- [DATA TO USE]:
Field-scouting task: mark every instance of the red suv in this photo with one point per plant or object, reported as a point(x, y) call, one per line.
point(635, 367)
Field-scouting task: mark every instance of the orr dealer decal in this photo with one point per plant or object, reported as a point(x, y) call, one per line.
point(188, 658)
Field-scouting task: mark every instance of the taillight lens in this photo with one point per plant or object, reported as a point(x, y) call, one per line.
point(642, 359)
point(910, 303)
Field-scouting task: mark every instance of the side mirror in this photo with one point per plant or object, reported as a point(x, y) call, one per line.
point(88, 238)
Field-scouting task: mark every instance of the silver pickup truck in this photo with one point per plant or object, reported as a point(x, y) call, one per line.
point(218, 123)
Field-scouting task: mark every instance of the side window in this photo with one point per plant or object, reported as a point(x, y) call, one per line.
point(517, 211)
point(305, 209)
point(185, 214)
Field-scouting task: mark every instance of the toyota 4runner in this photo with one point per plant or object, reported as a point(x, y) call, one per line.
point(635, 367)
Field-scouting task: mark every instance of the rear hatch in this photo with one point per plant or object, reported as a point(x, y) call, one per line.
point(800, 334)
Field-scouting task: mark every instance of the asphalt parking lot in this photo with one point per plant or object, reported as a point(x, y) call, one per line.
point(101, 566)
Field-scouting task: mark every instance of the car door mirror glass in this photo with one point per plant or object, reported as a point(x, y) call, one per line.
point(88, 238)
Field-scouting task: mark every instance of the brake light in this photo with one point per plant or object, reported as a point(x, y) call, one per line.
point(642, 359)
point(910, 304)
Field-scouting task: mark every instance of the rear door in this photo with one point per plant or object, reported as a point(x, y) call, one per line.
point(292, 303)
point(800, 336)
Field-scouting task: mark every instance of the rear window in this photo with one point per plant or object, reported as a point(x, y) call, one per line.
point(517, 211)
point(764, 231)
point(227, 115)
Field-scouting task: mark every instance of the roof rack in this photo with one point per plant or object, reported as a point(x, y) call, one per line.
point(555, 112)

==

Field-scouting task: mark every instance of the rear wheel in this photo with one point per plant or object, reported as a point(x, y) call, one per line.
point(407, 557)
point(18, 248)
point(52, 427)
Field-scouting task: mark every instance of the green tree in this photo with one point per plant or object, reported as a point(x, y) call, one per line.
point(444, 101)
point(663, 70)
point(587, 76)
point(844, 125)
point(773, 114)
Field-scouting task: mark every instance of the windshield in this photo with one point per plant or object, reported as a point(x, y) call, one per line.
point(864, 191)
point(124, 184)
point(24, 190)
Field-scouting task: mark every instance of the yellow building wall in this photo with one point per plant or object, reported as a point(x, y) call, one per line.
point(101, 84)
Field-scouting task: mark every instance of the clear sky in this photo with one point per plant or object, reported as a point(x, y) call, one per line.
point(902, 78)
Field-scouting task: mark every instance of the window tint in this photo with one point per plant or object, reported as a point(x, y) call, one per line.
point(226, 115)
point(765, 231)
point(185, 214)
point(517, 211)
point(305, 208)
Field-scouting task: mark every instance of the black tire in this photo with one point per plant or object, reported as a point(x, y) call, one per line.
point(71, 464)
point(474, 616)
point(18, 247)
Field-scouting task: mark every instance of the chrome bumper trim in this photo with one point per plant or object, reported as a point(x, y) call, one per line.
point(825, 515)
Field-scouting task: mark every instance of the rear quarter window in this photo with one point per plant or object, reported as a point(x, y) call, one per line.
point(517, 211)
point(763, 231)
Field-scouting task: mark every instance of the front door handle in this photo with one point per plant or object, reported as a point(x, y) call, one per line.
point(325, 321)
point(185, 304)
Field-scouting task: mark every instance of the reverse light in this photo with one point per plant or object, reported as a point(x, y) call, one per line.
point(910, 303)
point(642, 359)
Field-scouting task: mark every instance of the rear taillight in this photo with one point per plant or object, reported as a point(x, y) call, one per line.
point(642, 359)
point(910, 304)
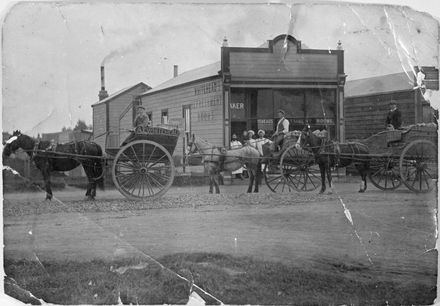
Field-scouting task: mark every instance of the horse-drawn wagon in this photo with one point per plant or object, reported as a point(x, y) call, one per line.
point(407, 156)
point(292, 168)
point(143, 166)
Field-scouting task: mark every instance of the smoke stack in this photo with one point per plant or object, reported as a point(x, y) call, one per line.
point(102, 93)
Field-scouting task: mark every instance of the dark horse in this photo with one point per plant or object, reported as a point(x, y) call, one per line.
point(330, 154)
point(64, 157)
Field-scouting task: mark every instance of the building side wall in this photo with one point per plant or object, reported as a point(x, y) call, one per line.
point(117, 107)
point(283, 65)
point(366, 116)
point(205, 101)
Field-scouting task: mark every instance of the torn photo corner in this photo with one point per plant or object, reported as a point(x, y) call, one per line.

==

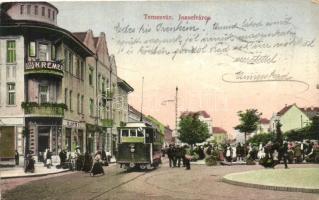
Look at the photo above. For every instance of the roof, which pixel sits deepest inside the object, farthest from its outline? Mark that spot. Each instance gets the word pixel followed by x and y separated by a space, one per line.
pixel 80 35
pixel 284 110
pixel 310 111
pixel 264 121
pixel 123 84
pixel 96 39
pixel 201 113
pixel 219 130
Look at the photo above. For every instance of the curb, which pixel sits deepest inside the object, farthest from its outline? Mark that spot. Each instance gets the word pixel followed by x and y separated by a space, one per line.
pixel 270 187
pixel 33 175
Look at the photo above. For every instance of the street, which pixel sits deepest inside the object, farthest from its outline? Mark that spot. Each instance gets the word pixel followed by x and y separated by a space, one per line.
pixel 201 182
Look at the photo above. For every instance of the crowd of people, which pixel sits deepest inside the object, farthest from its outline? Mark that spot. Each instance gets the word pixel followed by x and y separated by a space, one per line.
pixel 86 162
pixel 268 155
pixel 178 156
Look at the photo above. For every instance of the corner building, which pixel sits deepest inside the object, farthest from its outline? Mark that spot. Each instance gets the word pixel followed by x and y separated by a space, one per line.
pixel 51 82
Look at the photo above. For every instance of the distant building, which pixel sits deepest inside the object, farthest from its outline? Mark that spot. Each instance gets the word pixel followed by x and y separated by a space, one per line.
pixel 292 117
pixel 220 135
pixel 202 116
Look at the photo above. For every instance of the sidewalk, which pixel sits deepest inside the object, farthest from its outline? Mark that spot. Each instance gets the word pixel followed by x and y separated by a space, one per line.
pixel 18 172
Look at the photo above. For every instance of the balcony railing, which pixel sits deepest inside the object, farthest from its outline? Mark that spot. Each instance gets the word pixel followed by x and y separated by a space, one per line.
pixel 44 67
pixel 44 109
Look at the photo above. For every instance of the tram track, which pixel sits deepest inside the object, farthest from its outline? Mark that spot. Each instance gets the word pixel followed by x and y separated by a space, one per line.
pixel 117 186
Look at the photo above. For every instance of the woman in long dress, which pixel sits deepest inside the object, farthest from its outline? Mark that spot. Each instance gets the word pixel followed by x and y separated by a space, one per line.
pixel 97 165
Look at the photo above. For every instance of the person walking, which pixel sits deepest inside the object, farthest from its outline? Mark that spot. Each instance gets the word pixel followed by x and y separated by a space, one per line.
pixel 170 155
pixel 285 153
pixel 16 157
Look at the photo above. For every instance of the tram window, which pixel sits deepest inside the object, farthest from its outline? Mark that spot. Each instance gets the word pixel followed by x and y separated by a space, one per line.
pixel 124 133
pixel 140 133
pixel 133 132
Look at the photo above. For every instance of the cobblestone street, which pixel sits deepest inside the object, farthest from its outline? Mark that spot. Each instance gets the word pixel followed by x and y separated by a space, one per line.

- [REQUEST]:
Render the lines between the one holding "Field-scouting task: mark every instance of the dark" and the one holding "point(64, 157)", inclusive, as a two-column CSV with the headers instruction and response. Give one row per instruction, with the instruction in one quoted field and the point lines that follow it in the other, replacing line breaks with spaces.

- [WRITTEN ANSWER]:
instruction,response
"Field-scouting task: mark every instance of the dark horse in this photo with one point per plant or object, reported as a point(x, y) call, one per line.","point(330, 154) point(64, 157)"